Exercise objective - Filter the material below and copy out each line that contains the string "bird". Case counts.

Entries taken from a collection -
▬▬▬
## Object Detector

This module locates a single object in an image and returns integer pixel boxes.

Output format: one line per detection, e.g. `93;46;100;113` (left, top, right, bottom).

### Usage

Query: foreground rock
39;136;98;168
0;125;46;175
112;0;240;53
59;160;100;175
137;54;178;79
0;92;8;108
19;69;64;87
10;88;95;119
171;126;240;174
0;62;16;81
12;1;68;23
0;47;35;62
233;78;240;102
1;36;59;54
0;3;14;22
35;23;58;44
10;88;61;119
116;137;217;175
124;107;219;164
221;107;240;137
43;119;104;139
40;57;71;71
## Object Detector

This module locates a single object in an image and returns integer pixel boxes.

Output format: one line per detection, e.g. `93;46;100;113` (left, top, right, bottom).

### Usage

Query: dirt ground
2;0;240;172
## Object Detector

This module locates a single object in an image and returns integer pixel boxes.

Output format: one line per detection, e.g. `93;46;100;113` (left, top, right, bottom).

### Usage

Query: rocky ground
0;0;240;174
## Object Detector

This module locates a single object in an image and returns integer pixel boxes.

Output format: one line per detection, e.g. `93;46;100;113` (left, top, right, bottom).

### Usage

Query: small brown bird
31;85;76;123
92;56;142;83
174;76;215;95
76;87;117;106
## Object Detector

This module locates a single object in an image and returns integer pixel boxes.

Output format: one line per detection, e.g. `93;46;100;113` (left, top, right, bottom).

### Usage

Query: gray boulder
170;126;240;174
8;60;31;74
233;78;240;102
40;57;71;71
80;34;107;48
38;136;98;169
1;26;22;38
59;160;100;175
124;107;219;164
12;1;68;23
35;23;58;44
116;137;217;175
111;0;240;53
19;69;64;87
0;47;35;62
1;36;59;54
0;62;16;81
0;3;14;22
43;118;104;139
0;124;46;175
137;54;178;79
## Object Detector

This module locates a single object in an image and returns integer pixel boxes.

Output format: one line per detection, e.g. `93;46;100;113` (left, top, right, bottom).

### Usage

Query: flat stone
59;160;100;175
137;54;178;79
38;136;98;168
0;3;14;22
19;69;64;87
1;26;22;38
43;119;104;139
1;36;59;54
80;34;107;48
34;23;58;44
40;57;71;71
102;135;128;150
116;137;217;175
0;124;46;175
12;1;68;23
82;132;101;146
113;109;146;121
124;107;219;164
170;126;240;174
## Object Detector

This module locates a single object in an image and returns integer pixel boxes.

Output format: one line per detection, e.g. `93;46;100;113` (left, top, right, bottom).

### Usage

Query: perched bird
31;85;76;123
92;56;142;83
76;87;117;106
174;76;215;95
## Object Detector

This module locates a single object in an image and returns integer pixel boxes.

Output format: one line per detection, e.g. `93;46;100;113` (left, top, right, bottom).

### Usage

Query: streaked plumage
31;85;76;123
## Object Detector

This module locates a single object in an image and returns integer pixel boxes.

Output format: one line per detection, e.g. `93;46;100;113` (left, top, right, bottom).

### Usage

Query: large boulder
▬▬▬
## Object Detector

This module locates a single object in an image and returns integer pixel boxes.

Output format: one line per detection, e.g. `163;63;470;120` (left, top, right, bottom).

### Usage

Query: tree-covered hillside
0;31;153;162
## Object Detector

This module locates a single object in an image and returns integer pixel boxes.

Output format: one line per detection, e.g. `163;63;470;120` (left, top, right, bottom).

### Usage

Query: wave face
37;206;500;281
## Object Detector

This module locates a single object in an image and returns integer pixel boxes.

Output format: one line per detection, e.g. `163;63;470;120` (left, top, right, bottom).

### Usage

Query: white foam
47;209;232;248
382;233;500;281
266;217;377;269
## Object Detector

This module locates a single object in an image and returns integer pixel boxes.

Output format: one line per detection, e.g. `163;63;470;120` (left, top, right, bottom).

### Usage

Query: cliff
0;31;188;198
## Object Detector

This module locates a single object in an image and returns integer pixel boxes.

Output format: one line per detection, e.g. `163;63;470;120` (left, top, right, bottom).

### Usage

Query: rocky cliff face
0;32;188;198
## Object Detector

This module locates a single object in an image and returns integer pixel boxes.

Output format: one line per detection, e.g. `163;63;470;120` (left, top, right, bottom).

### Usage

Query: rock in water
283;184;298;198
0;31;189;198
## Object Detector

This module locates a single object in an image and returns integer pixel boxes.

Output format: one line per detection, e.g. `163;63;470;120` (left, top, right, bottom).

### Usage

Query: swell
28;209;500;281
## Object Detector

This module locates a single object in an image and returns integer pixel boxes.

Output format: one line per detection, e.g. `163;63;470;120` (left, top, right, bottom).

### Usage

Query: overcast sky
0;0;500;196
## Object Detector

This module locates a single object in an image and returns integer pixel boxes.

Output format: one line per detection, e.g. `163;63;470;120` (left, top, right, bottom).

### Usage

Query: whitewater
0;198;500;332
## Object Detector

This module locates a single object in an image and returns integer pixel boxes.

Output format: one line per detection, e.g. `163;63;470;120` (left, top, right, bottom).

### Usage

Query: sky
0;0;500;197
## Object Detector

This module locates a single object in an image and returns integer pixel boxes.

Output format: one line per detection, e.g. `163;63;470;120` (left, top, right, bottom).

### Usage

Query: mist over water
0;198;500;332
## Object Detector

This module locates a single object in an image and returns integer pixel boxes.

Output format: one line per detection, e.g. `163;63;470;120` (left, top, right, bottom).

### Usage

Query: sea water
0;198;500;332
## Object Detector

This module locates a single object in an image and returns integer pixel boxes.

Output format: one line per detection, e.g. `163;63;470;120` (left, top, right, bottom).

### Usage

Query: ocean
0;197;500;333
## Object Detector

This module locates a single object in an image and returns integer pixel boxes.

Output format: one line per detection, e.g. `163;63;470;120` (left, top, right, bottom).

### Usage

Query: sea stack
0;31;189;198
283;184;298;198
▬▬▬
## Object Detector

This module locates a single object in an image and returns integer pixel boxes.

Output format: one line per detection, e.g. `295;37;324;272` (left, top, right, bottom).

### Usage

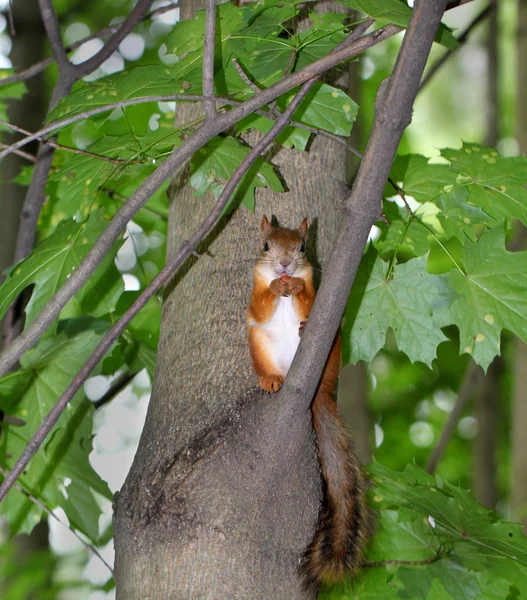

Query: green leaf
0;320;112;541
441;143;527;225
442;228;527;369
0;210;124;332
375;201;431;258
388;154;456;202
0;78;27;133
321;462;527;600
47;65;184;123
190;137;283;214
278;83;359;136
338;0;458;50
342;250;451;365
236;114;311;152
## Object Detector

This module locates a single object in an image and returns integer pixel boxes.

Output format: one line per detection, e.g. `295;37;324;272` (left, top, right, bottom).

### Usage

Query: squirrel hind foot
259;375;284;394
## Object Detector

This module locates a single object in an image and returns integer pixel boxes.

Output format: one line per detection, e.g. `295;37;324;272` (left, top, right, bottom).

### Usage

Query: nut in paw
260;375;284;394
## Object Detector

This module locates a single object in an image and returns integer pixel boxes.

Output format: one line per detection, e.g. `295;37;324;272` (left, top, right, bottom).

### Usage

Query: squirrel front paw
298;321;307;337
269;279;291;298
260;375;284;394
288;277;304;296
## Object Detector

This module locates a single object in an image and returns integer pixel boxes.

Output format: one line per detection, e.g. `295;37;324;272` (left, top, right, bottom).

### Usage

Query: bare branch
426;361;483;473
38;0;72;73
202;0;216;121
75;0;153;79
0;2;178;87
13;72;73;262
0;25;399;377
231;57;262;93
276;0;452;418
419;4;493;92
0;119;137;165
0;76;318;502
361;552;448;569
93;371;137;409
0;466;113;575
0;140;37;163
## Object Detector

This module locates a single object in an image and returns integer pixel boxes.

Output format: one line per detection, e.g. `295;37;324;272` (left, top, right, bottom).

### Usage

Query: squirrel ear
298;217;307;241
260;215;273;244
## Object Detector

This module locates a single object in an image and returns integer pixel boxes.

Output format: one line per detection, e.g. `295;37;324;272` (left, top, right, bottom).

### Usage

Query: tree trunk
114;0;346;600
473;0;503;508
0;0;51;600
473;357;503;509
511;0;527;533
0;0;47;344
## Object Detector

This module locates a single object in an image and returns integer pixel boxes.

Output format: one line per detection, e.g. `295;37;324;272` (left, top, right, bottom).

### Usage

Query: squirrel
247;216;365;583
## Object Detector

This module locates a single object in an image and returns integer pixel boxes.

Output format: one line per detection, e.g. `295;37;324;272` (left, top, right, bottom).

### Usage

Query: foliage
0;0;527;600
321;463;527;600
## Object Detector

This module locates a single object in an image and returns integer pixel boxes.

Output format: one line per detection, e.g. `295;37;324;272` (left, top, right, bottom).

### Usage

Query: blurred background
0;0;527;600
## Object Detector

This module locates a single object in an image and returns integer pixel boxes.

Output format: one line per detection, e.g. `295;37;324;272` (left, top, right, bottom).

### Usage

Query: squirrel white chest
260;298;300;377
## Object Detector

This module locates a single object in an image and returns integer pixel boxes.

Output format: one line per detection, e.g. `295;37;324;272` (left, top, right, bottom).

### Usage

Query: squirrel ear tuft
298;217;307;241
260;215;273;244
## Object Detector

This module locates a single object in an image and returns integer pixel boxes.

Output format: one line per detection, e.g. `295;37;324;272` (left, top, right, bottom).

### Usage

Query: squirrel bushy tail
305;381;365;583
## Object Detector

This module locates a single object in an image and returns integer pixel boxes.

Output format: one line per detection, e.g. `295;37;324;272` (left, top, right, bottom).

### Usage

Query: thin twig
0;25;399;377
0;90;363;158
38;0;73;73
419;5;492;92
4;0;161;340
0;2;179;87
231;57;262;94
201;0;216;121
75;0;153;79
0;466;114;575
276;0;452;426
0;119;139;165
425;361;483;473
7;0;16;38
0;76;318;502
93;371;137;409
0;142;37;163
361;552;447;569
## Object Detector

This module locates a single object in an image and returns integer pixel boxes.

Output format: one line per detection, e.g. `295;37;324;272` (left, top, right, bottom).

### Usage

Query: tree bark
▬▬▬
Written solution -
Query: small brown bird
Query: perched bird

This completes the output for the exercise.